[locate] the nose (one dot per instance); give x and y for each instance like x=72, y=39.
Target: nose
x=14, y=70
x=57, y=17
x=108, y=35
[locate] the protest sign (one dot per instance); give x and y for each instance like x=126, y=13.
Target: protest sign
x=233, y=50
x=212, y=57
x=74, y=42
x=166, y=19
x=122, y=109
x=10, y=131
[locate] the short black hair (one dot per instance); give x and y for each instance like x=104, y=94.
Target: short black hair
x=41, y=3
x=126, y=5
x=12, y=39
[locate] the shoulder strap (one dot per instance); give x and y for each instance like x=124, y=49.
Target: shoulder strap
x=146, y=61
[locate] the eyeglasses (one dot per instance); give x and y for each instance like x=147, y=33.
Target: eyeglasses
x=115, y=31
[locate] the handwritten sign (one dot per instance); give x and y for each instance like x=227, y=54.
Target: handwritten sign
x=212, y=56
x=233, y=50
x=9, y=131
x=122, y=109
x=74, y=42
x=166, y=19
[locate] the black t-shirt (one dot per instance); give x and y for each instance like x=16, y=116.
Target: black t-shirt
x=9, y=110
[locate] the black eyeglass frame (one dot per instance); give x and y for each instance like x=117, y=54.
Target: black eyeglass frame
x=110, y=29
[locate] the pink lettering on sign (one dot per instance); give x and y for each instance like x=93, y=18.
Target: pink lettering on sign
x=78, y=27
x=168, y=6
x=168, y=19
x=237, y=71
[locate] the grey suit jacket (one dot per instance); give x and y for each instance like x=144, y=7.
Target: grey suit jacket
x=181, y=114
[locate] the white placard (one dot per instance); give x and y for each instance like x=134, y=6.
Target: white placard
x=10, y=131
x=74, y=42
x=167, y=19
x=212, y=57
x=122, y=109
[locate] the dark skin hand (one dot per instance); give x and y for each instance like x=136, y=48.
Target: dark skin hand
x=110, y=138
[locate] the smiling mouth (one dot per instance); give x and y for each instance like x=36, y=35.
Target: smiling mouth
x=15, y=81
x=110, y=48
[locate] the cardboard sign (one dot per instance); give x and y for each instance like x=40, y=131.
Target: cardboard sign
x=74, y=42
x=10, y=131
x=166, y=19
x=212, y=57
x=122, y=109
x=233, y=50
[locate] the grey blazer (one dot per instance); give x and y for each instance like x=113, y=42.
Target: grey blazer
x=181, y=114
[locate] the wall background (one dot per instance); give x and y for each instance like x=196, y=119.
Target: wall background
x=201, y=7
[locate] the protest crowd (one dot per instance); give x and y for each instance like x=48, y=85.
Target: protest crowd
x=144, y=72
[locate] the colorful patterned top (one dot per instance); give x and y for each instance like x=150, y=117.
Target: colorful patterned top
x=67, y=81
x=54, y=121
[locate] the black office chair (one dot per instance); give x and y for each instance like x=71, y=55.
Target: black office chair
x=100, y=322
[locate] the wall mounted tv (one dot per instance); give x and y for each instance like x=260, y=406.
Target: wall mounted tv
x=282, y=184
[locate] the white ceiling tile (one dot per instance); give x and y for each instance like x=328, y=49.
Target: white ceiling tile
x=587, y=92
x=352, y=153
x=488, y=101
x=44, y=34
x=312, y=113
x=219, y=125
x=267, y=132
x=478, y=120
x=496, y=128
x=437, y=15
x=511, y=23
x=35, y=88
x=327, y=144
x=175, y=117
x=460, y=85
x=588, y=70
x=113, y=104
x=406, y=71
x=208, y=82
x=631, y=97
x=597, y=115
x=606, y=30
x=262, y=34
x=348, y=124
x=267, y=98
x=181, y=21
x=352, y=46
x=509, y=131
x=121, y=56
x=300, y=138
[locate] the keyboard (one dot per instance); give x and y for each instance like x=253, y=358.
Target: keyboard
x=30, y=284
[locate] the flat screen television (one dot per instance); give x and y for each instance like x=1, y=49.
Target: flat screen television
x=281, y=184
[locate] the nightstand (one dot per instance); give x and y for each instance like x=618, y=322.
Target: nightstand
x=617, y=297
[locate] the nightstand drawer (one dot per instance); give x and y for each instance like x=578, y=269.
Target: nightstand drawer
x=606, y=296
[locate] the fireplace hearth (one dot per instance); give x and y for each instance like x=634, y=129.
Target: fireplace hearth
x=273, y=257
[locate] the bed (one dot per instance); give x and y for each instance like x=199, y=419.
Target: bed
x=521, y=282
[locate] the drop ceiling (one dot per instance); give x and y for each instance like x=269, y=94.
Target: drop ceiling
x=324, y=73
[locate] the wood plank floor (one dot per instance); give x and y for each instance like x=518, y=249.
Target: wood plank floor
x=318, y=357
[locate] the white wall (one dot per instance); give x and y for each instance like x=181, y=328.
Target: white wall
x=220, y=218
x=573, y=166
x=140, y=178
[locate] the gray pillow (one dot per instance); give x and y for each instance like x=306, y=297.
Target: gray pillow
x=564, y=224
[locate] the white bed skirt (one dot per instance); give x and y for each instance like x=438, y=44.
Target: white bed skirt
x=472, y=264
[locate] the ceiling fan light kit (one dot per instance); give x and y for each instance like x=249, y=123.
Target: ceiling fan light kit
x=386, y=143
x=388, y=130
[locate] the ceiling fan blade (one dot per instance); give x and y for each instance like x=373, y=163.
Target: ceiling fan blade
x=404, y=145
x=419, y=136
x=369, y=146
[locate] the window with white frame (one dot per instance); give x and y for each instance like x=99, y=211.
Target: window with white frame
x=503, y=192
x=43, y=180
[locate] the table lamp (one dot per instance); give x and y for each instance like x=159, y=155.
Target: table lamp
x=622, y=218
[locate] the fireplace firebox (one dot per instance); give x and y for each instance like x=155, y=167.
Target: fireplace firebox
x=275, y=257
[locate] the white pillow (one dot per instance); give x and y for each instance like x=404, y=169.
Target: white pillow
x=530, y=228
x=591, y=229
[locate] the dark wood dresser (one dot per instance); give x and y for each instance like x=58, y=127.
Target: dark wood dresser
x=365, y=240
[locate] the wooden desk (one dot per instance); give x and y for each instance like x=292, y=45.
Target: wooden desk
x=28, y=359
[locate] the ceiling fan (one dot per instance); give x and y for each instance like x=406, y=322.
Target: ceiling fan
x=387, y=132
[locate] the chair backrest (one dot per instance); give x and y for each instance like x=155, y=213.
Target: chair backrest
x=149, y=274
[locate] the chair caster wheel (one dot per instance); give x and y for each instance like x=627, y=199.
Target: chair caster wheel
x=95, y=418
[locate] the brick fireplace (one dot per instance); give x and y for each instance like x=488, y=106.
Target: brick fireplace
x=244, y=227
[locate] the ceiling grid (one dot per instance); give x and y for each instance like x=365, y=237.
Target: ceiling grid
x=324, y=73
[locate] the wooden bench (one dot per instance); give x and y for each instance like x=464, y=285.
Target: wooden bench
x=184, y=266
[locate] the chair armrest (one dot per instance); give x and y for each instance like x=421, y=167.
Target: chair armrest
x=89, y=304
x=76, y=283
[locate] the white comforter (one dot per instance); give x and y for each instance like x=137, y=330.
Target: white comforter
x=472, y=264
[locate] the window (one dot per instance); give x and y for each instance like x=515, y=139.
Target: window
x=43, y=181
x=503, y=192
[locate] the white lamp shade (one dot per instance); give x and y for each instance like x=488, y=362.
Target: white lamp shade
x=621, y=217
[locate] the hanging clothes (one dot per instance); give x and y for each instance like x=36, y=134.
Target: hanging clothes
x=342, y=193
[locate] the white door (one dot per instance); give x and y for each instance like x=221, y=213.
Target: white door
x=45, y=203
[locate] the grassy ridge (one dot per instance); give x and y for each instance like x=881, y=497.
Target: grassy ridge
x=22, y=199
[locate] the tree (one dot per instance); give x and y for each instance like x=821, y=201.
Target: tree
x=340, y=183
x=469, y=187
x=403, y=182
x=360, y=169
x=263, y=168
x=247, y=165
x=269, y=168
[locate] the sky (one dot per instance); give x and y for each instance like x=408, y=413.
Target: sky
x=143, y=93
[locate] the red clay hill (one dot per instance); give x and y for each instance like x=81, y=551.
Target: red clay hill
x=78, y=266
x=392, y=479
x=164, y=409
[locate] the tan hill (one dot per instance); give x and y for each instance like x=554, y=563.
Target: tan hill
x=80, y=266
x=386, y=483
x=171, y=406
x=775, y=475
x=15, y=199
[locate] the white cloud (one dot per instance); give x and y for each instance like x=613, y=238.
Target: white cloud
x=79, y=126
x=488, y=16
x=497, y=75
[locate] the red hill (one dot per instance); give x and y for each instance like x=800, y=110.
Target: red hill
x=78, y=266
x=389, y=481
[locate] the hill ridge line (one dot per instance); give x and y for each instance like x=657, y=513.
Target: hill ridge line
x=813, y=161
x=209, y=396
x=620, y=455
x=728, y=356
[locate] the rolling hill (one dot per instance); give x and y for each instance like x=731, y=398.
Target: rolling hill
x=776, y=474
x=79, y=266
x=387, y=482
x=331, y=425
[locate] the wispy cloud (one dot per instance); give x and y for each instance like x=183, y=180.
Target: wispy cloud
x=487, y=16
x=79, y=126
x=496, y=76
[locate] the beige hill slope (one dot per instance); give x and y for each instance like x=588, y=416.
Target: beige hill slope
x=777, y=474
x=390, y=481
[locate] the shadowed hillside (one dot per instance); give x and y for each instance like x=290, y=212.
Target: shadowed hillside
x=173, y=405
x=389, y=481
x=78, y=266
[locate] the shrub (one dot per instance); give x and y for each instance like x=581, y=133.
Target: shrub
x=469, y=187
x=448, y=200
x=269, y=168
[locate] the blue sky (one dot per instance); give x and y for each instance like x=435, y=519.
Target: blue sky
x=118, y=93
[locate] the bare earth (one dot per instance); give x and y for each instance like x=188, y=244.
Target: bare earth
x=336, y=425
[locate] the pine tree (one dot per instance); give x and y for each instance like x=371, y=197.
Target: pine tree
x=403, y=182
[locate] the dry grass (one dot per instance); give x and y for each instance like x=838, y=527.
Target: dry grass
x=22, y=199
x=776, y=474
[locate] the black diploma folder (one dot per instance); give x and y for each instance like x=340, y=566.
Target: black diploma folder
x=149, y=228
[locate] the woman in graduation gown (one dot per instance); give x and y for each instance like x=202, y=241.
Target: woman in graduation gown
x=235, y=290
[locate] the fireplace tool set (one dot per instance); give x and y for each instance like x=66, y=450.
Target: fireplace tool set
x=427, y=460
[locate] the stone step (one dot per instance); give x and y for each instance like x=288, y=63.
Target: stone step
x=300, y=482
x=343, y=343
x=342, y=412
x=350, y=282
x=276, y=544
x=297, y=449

YOUR TASK> Copy out the stretch from the start of the entries through the line containing "x=115, y=31", swapping "protest sign" for "picket sign" and keeping everything else the same.

REPLY>
[locate] the nose (one dot per instance); give x and y for each instance like x=72, y=39.
Target: nose
x=14, y=70
x=57, y=17
x=108, y=35
[locate] the picket sign (one dot per instance); give x and y for each instance like x=126, y=13.
Target: picket sign
x=233, y=50
x=212, y=57
x=74, y=42
x=166, y=19
x=122, y=109
x=10, y=131
[locate] the short black hair (one dot per instance); give x and y for each instance like x=104, y=94.
Target: short black hair
x=41, y=3
x=126, y=5
x=12, y=39
[locate] the shoulder strap (one dot per instance); give x and y for each instance like x=124, y=49.
Target: shoulder strap
x=146, y=61
[locate] the eyeglasses (one dot per instance); give x and y for each instance like x=147, y=33.
Target: eyeglasses
x=115, y=31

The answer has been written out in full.